» **Exercise requirements**:
Copy each line of the records that contains the word "dirt".

Natural-language object grounding data
━━━━━━

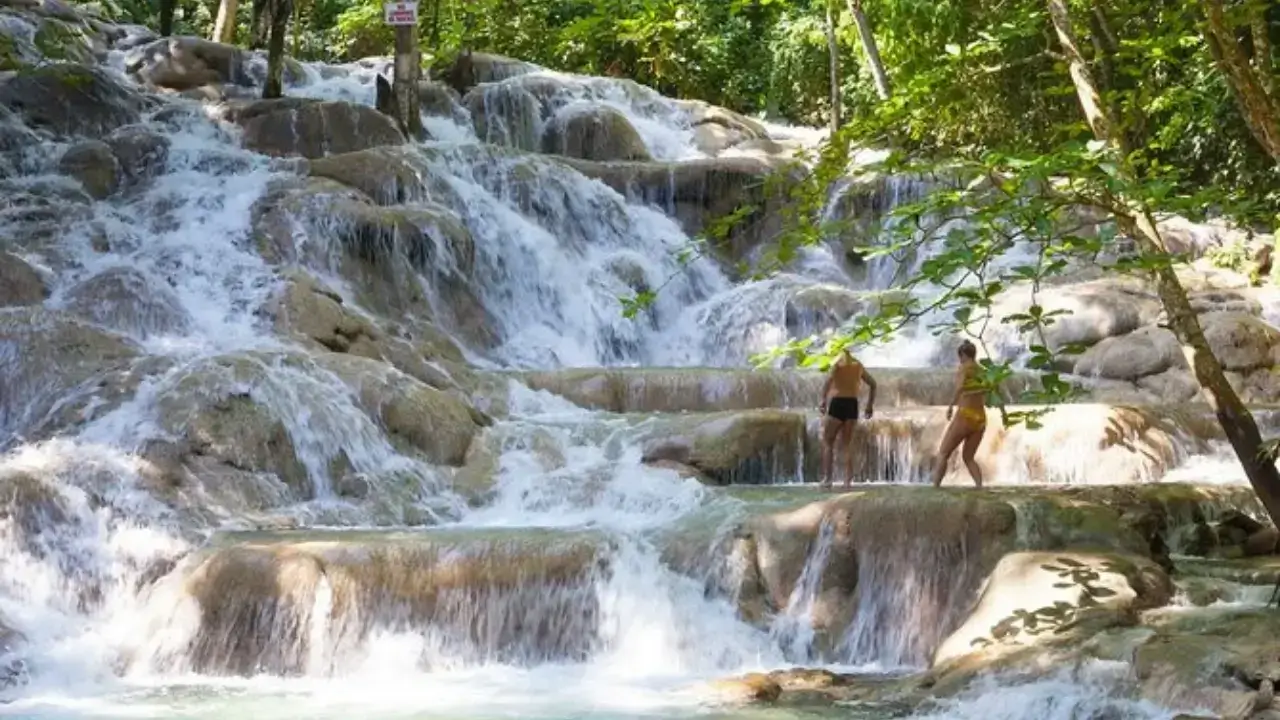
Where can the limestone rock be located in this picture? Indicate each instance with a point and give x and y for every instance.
(432, 422)
(140, 151)
(474, 68)
(1146, 351)
(595, 132)
(19, 282)
(124, 300)
(504, 113)
(310, 128)
(1240, 341)
(186, 63)
(95, 165)
(1055, 588)
(72, 100)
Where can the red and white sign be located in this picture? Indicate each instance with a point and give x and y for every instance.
(400, 13)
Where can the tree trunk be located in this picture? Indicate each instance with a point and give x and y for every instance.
(405, 81)
(1237, 422)
(869, 48)
(833, 65)
(274, 86)
(167, 12)
(224, 27)
(1260, 110)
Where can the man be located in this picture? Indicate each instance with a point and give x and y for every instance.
(967, 427)
(840, 411)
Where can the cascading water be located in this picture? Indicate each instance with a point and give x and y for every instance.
(220, 499)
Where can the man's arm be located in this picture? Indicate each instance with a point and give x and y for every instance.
(871, 392)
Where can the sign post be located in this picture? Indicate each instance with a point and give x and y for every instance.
(403, 17)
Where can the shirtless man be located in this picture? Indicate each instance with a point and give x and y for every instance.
(840, 411)
(969, 424)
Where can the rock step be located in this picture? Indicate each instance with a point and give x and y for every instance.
(700, 390)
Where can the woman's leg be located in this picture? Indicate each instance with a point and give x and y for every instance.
(951, 440)
(970, 449)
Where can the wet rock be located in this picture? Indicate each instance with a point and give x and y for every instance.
(414, 414)
(311, 128)
(595, 132)
(755, 446)
(19, 282)
(1032, 593)
(753, 687)
(72, 100)
(124, 300)
(1146, 351)
(1240, 341)
(506, 114)
(95, 165)
(698, 192)
(474, 68)
(140, 151)
(53, 367)
(186, 63)
(214, 413)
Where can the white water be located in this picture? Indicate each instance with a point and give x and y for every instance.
(553, 255)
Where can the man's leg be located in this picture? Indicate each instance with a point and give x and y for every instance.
(846, 441)
(950, 441)
(830, 427)
(968, 451)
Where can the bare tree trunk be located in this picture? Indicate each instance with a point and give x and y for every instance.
(167, 12)
(869, 48)
(1260, 110)
(405, 81)
(274, 86)
(224, 26)
(1237, 422)
(833, 65)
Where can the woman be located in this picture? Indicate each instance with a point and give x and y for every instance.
(967, 425)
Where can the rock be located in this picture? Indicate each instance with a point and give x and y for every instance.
(419, 417)
(1240, 341)
(1032, 593)
(753, 687)
(755, 446)
(594, 132)
(506, 114)
(55, 363)
(19, 282)
(124, 300)
(140, 151)
(95, 165)
(1173, 386)
(474, 68)
(1146, 351)
(72, 100)
(187, 63)
(311, 128)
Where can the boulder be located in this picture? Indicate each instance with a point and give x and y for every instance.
(1031, 595)
(72, 100)
(95, 165)
(506, 113)
(127, 301)
(140, 151)
(594, 132)
(1240, 341)
(1146, 351)
(187, 63)
(470, 69)
(19, 282)
(311, 128)
(415, 415)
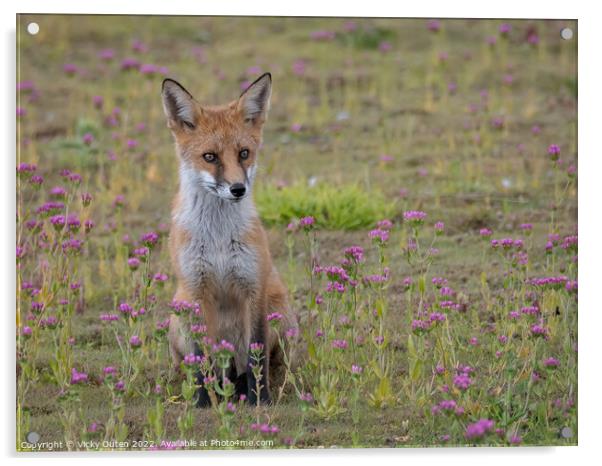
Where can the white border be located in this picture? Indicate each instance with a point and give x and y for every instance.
(589, 209)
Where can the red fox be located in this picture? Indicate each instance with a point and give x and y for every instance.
(218, 247)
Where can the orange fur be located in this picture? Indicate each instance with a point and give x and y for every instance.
(232, 311)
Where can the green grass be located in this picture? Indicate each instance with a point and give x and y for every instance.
(354, 103)
(346, 207)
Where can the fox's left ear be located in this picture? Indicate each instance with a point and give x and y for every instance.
(254, 102)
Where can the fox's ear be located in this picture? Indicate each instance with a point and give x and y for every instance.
(178, 104)
(254, 103)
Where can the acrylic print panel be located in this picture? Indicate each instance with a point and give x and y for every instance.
(393, 265)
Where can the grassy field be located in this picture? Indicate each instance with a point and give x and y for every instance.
(457, 328)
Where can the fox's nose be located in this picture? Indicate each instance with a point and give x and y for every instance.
(238, 189)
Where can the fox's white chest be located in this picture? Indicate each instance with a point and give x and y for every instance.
(216, 253)
(225, 262)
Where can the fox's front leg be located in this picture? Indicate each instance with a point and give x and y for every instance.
(259, 334)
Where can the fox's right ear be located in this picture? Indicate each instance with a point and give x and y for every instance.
(178, 104)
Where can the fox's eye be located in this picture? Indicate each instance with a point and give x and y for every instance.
(210, 157)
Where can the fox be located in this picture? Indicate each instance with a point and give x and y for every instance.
(217, 244)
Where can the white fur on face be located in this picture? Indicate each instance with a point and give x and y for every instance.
(217, 252)
(205, 180)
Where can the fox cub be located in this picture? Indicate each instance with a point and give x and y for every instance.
(218, 247)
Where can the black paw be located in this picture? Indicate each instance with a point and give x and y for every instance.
(264, 398)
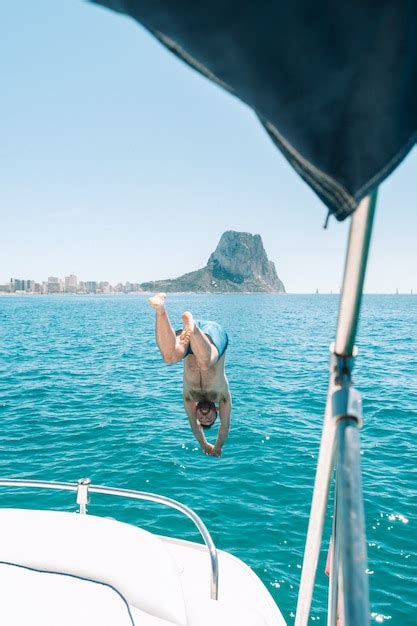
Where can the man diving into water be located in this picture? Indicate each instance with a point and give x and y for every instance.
(202, 345)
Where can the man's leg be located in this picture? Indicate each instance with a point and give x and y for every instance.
(172, 348)
(204, 351)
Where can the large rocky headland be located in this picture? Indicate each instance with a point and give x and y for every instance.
(238, 264)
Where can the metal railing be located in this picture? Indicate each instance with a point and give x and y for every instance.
(348, 585)
(84, 487)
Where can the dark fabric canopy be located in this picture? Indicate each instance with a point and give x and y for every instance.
(333, 82)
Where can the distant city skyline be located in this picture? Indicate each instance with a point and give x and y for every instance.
(119, 161)
(68, 284)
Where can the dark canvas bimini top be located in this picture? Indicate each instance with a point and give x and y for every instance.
(333, 82)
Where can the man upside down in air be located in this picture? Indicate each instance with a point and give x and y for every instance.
(202, 345)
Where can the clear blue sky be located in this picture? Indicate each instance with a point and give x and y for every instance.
(118, 162)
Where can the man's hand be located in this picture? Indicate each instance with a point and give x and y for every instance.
(211, 450)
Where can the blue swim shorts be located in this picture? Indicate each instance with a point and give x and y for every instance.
(215, 332)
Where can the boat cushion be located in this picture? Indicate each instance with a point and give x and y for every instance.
(36, 598)
(221, 613)
(132, 560)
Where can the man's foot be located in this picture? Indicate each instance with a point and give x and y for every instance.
(157, 301)
(188, 327)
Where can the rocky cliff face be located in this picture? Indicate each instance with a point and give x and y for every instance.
(239, 263)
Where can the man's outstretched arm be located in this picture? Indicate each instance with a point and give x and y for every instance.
(190, 408)
(225, 410)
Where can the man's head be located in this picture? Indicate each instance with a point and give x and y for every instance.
(206, 413)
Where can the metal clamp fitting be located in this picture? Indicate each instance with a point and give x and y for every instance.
(346, 400)
(82, 494)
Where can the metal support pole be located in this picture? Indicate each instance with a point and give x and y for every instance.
(354, 275)
(350, 543)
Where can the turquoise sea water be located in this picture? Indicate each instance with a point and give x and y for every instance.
(83, 392)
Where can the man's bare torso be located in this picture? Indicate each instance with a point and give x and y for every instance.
(201, 384)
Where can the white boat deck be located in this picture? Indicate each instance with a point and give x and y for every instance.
(64, 569)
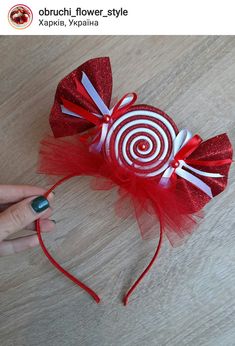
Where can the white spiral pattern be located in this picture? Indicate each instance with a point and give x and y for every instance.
(125, 135)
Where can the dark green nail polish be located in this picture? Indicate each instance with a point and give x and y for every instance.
(40, 204)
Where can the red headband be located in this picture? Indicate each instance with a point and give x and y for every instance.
(169, 175)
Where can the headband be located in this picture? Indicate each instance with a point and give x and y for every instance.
(167, 174)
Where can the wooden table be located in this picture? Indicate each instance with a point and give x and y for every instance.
(188, 298)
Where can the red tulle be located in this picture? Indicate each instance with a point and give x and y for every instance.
(145, 197)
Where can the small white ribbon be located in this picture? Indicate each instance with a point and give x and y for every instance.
(180, 141)
(105, 111)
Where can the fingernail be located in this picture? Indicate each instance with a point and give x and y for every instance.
(40, 204)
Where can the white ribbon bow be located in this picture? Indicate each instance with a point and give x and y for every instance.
(181, 139)
(105, 111)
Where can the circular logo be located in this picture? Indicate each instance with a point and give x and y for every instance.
(20, 16)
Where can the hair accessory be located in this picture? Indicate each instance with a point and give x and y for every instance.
(168, 175)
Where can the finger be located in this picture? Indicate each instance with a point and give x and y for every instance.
(15, 193)
(21, 214)
(8, 247)
(46, 225)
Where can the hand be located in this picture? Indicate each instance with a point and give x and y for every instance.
(20, 206)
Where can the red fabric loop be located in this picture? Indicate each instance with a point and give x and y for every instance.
(73, 278)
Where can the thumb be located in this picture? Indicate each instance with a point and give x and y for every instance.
(19, 215)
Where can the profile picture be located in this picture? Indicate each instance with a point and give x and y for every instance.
(20, 16)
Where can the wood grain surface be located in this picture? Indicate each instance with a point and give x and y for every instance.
(189, 296)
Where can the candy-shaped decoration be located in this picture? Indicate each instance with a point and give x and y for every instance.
(167, 174)
(141, 140)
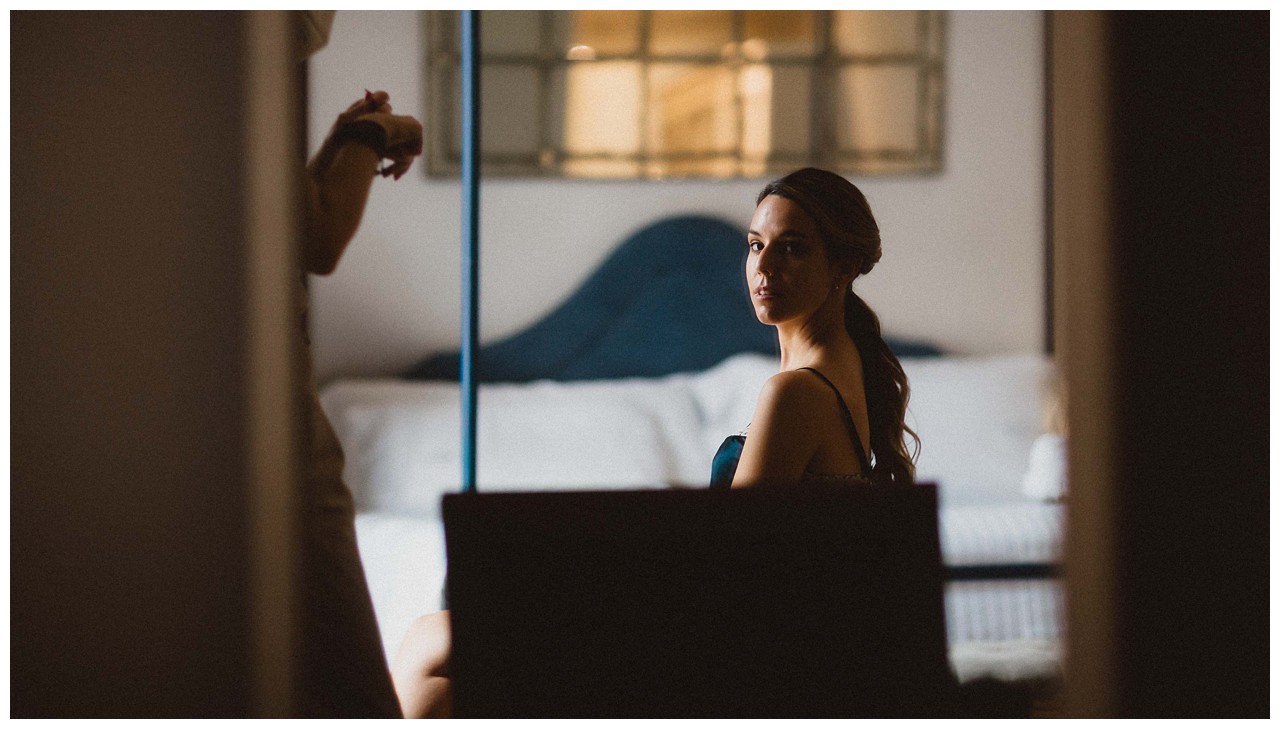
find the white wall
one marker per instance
(963, 258)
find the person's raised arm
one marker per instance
(342, 172)
(780, 444)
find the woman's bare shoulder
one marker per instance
(792, 390)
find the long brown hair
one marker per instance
(851, 237)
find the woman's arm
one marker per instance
(342, 173)
(781, 441)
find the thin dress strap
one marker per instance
(849, 422)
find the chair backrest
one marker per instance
(809, 601)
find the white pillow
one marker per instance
(977, 418)
(402, 440)
(1046, 473)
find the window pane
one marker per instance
(876, 32)
(600, 169)
(604, 32)
(772, 33)
(508, 113)
(691, 109)
(791, 115)
(510, 32)
(690, 32)
(755, 85)
(876, 108)
(700, 168)
(602, 108)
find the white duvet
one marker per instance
(977, 420)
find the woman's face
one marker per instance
(787, 270)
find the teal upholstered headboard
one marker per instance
(672, 298)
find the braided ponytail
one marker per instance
(887, 393)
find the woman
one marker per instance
(344, 670)
(836, 408)
(839, 397)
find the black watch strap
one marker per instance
(364, 132)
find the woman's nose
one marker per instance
(764, 261)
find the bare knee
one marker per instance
(425, 649)
(421, 666)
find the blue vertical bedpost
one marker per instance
(470, 241)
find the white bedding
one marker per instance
(977, 420)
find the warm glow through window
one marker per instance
(723, 94)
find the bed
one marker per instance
(635, 380)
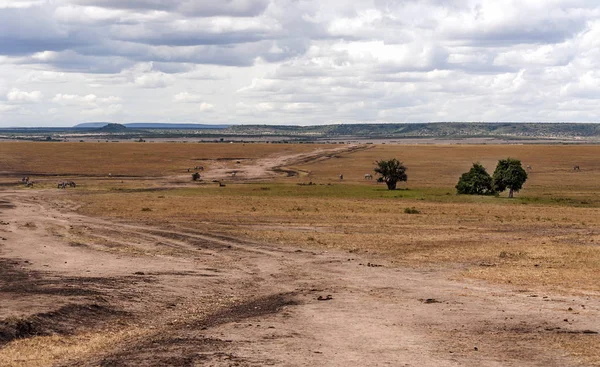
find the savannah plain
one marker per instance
(286, 264)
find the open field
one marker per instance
(170, 272)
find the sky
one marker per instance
(303, 62)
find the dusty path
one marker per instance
(270, 167)
(212, 300)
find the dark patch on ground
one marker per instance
(65, 321)
(153, 189)
(220, 159)
(196, 242)
(287, 172)
(16, 279)
(183, 343)
(6, 205)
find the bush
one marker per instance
(476, 182)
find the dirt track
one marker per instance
(213, 300)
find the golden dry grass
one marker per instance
(547, 238)
(497, 240)
(128, 159)
(442, 165)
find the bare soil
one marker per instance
(208, 299)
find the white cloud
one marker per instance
(153, 80)
(19, 96)
(288, 61)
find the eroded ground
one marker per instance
(82, 285)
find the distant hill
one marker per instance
(91, 125)
(151, 125)
(112, 128)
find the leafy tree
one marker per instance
(475, 182)
(391, 172)
(509, 174)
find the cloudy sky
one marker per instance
(298, 61)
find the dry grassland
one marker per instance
(129, 159)
(546, 239)
(496, 240)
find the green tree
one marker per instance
(509, 174)
(391, 172)
(475, 182)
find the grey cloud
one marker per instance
(29, 30)
(199, 8)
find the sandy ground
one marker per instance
(268, 305)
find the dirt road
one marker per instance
(264, 306)
(129, 294)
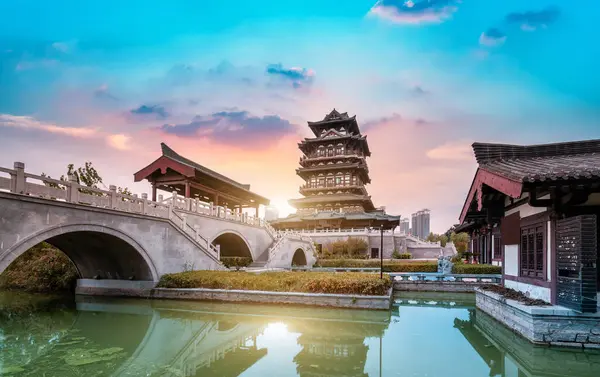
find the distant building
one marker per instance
(405, 226)
(271, 213)
(420, 223)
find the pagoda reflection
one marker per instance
(334, 348)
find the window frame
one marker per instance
(530, 227)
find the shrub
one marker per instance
(388, 265)
(352, 247)
(311, 282)
(236, 262)
(43, 268)
(462, 268)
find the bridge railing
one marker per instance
(197, 206)
(70, 191)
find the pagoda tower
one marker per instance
(335, 172)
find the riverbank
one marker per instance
(343, 290)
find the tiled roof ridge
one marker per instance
(489, 152)
(170, 153)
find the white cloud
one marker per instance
(452, 151)
(119, 141)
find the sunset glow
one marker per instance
(231, 85)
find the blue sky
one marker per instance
(232, 84)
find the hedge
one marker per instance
(461, 268)
(310, 282)
(398, 265)
(236, 262)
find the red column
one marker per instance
(187, 189)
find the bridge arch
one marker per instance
(232, 244)
(299, 258)
(96, 250)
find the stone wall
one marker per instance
(313, 299)
(532, 359)
(437, 286)
(551, 325)
(390, 243)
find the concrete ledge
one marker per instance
(296, 298)
(437, 286)
(550, 325)
(126, 288)
(118, 288)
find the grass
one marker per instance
(389, 265)
(485, 269)
(308, 282)
(42, 268)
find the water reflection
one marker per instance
(424, 335)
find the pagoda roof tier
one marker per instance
(360, 139)
(345, 219)
(362, 169)
(364, 200)
(351, 156)
(332, 120)
(311, 191)
(171, 170)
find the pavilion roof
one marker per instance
(509, 168)
(189, 168)
(331, 215)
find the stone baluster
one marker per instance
(113, 196)
(73, 189)
(174, 199)
(18, 181)
(197, 230)
(144, 203)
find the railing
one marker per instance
(429, 277)
(351, 230)
(70, 191)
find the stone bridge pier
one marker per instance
(102, 243)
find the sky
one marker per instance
(231, 85)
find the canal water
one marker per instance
(423, 335)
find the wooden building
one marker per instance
(173, 172)
(535, 209)
(335, 172)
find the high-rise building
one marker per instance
(271, 213)
(335, 172)
(420, 223)
(404, 226)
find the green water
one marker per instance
(424, 335)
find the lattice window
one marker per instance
(533, 251)
(497, 246)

━━━━━━

» **Solution below**:
find the dirt track
find the dirt road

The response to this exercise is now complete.